Tasks and exercises:
• 1. From the article on alternatives to the Rolex GMT-Master II, quote the passage that begins at the words "The Top Five" and stops after the words "current GMT-Master II.".
• 2. In the article on alternatives to the Rolex GMT-Master II, what reference number is given for the first GMT-Master?

The Top Five Alternatives To The Current Rolex GMT-Master II
Are there proper replacements for the watch world’s biggest icons? That’s a question that often has a personal answer. A little over two weeks ago, I tried answering the question of whether there are great alternatives for the good ol’ Rolex Datejust. Last week, Robert-Jan did the same for the Omega Speedmaster. In this article, we will be searching for five alternatives for the current Rolex GMT-Master II. The famous GMT-Master defined the category of GMT watches. Many of the watches in the same genre took inspiration from the original that started the legacy in 1954. So let’s see if there are true alternatives for the current GMT-Master II.
The original Rolex GMT-Master is one of the most iconic watches ever created. I love Rolex’s travel watch because it spawned an entire category of watches that came after it. On top of that, the Crown released quite a few brilliant versions of the GMT-Master. In the Buying Guide about the best Rolex watches from the 1950s, I explained the first GMT-Master ref. 6542 is my favorite vintage Rolex. And I still stand by that. Okay, maybe it has to share the spot with the Rolex Explorer II ref. 1655. But the general idea of a watch that portrays the adventures and glamorous world of travel is still magical even seven decades later.

Listed records:
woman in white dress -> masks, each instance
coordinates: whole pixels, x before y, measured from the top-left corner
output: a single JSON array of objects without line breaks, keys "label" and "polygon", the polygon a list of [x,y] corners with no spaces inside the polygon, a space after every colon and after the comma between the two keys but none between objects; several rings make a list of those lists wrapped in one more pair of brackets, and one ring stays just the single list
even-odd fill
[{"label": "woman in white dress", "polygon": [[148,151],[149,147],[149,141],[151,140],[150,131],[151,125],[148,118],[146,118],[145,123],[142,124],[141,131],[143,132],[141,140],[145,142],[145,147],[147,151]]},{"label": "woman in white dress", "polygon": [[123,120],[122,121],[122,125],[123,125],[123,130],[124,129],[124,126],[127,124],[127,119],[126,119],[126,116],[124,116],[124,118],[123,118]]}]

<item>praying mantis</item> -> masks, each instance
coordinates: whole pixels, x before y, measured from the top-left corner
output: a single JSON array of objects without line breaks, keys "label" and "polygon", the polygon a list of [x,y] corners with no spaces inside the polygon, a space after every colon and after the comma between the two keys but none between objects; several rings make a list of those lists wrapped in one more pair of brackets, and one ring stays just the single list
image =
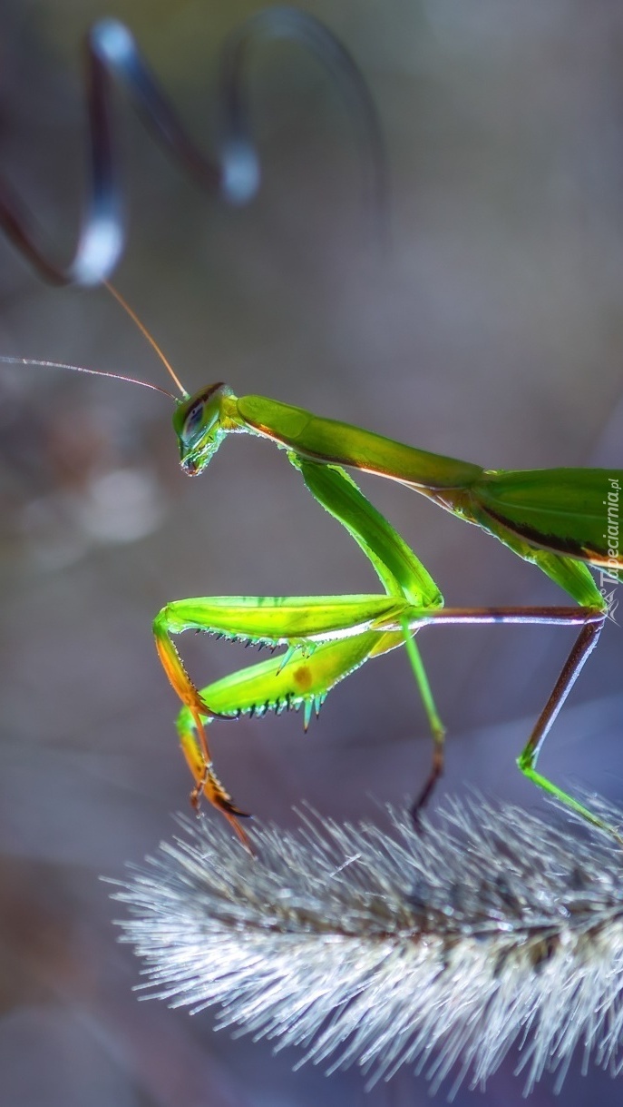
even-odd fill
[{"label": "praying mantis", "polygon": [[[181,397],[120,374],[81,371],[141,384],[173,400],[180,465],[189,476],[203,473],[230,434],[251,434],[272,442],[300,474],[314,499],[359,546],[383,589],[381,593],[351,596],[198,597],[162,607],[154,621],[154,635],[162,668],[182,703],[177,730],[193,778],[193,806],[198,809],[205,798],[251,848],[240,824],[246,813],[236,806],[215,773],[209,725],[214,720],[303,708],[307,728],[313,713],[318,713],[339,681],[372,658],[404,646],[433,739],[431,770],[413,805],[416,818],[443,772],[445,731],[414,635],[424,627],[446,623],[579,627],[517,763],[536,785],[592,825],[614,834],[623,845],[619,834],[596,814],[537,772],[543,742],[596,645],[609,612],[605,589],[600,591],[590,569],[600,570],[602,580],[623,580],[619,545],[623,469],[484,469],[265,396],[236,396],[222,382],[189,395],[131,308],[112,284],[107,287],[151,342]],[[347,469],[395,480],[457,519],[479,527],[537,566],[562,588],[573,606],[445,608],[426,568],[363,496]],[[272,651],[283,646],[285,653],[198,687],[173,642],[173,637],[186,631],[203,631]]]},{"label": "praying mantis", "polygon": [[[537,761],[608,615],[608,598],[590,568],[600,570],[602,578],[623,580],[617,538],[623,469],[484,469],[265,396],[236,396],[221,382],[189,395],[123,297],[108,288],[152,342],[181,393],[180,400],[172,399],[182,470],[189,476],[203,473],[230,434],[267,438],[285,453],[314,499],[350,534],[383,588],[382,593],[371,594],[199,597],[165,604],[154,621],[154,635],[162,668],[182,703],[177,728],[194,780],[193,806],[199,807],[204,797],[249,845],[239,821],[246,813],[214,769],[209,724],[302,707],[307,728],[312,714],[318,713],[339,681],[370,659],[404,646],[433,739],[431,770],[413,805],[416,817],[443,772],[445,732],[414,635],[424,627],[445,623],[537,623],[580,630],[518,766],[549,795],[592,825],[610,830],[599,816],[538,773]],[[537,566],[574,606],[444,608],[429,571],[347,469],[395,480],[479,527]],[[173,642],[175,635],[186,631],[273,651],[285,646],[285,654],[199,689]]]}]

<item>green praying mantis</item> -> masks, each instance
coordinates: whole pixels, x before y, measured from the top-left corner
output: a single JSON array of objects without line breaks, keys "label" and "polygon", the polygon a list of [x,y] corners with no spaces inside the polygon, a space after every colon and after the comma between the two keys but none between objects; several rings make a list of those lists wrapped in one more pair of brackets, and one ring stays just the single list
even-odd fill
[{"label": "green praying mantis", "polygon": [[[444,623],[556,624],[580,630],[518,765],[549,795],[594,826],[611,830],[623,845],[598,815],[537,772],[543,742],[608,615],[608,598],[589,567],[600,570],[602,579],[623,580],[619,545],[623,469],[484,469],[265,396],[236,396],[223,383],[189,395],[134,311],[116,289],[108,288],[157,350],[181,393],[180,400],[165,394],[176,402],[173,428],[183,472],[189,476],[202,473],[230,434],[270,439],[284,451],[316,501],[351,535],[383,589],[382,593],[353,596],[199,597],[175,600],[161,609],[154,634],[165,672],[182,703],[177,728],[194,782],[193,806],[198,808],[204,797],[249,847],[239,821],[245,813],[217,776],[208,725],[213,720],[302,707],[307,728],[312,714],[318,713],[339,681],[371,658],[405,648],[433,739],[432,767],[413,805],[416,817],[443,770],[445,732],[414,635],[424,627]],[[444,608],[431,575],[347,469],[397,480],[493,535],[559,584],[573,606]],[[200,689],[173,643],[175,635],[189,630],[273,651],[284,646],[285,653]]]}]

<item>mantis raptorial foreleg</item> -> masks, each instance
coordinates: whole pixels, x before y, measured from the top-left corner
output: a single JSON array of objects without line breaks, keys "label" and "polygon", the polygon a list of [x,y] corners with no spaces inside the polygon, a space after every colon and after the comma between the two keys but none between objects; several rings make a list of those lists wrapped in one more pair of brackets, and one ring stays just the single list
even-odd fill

Answers provided:
• 1.
The Top Five Alternatives To The Current Rolex GMT-Master II
Are there proper replacements for the watch world’s biggest icons? That’s a question that often has a personal answer. A little over two weeks ago, I tried answering the question of whether there are great alternatives for the good ol’ Rolex Datejust. Last week, Robert-Jan did the same for the Omega Speedmaster. In this article, we will be searching for five alternatives for the current Rolex GMT-Master II. The famous GMT-Master defined the category of GMT watches. Many of the watches in the same genre took inspiration from the original that started the legacy in 1954. So let’s see if there are true alternatives for the current GMT-Master II.

• 2. Ref. 6542